Führe den Textauszug über die Großen und die Kleinen im Anschluss an seinen letzten Satz fort.

# Textauszug
>>>>>

Die Großen sind physisch groß, stark, waffengewaltig, dazu hell und schön, den
Sternen zugewandt und tragen die Züge ewiger Jugend. Die liebenswürdigen, aber vor allem auch die boshafteren Kleinen sind erdverbundener, hutzelig
und eher hässlich, ihr Blick ist nach unten gerichtet, und manche von ihnen kriechen gern unter die Erde, graben nach ihren verborgenen Geheimnissen, meiden
das Sonnenlicht. Die Beziehungen sind materialisiert in mehr oder weniger magischen Objekten, wie eben den Ringen.

<<<<<

# Gegebene Daten
>>>>>

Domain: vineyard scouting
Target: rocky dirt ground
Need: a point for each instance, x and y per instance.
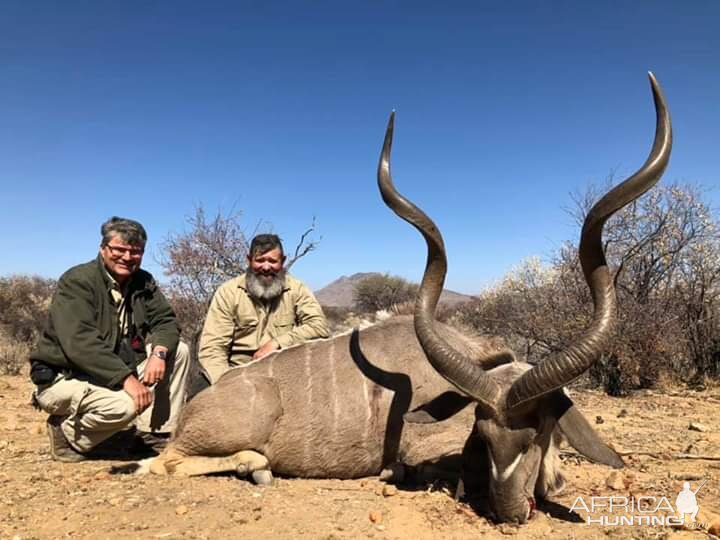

<<<<<

# Lösung
Frauen gibt es auch ein paar , entweder als hohe Heilige oder halb entrücktes Idealbild der
Geliebten, oder als rotbackig handfeste, Kinder zur Welt bringende, den Gatten treu umsorgende Hausfrauen. Feministisch anprechend mag lediglich sein, dass den
Ents, baumähnlichen Baumhirten, vor undenklicher Zeit die Entfrauen weggelaufen sind, um liebliche Gärten anzulegen. Die Sexualität ist im
freudschen Sinne der Wiederkehr des Verdrängten in Bildern und Fantasmen allgegenwärtig und kommt im Klartext nicht vor. Das Erhabene liegt in der
Vergangenheit, die allgemeine Tendenz ist Verfall, die Zeitgenossen wiederholen das Edle, Heroische, großartig Gestaltende Gottes und der Altvorderen im
Westentaschenformat, gleich einem Abglanz, einem kurzzeitigen Wiederaufscheinen früherer goldener Zeitalter im Rahmen eines unaufhaltsamen Bergab.
Kurz, das Ganze ist rassistisch, kryptokatholisch, naiv, elitär melancholisch, sexistisch und
reaktionär. So kann man das (z.B. als definitionsgemäß sauertöpfischer, weil bloß deutsch-radikaler Linker) sehen und schreiben, wie
dies ja auch vielfach getan wird, aber man muss es nicht, und das ist gut so.
Unser Herangehen an den Herrn der Ringe und die ganze imaginäre Welt Tolkiens folgt einem
anderen Ansatz (vgl. dazu auch Jenny Turners höchst anregenden Essay "Reasons for Liking Tolkien", London Review of Books, November 2001).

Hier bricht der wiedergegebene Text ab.